Texto de origen:
Los comunistas nunca dejaron de proclamar que todos sus enemigos eran herramientas de una única conspiración de la “burguesía mundial”.

También los hechos relativos a la hambruna del terror de Ucrania a principios de la década de 1930 y el gulag estalinista eran conocidos en sus rasgos generales en los círculos de la derecha europea. Por todo esto, concluye Nolte, “el gulag fue antes que Auschwitz”. Si no hubiera sido por lo que pasó en la Rusia soviética, el fascismo europeo, especialmente el nazismo y la masacre nazi de judíos,[8] probablemente no habría sido lo que fue.

El ataque a Nolte

La obra anterior de Nolte sobre la historia del socialismo difícilmente le habría hecho persona grata a los intelectuales de izquierdas de su propio país. Entre otras cosas, destacaba el carácter arcaico y reaccionario del marxismo y el antisemitismo de muchos de los primeros socialistas y se había referido al “capitalismo liberal” o a la “libertad económica”, en lugar de al socialismo, como “la verdadera revolución modernizadora”.

El ataque a Nolte lo lanzó el filósofo izquierdista Jürgen Haberlas, quien no se ocupó de la historiografía de Nolte (su ensayo demostraba que Haberlas no estaba en posición de juzgarla), sino de lo que consideraba sus implicaciones ideológicas. Haberlas atacaba asimismo a otros historiadores alemanes y añadía a la acusación otros puntos, como el plan de establecer museos de historia alemana en Berlín Oeste y Bonn. Pero Nolte y sus tesis han seguido estando en el centro de la Historikerstreit. Fue acusado de “historicizar” y “relativizar” el Holocausto y reprendido por cuestionar su “singularidad”.

Extracto del listado:

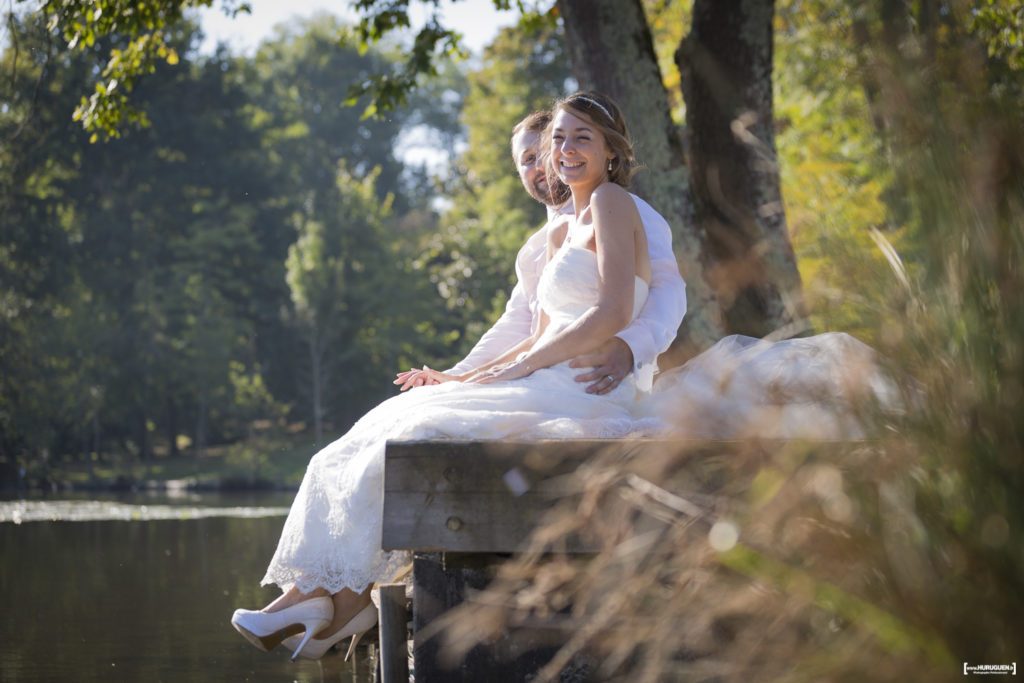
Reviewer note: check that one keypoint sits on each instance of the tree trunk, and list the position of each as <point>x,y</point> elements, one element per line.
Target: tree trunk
<point>726,65</point>
<point>611,51</point>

Solicitudes:
[1] Según el texto sobre Nolte, ¿quién lanzó el ataque contra Nolte?
[2] Copia del texto sobre Nolte el pasaje que va desde "También los hechos" hasta "lo que fue.", ambos incluidos, sustituyendo "Nolte" por "el historiador".

Respuestas escritas:
[1] El filósofo izquierdista Jürgen Haberlas.

[2]
También los hechos relativos a la hambruna del terror de Ucrania a principios de la década de 1930 y el gulag estalinista eran conocidos en sus rasgos generales en los círculos de la derecha europea. Por todo esto, concluye el historiador, “el gulag fue antes que Auschwitz”. Si no hubiera sido por lo que pasó en la Rusia soviética, el fascismo europeo, especialmente el nazismo y la masacre nazi de judíos,[8] probablemente no habría sido lo que fue.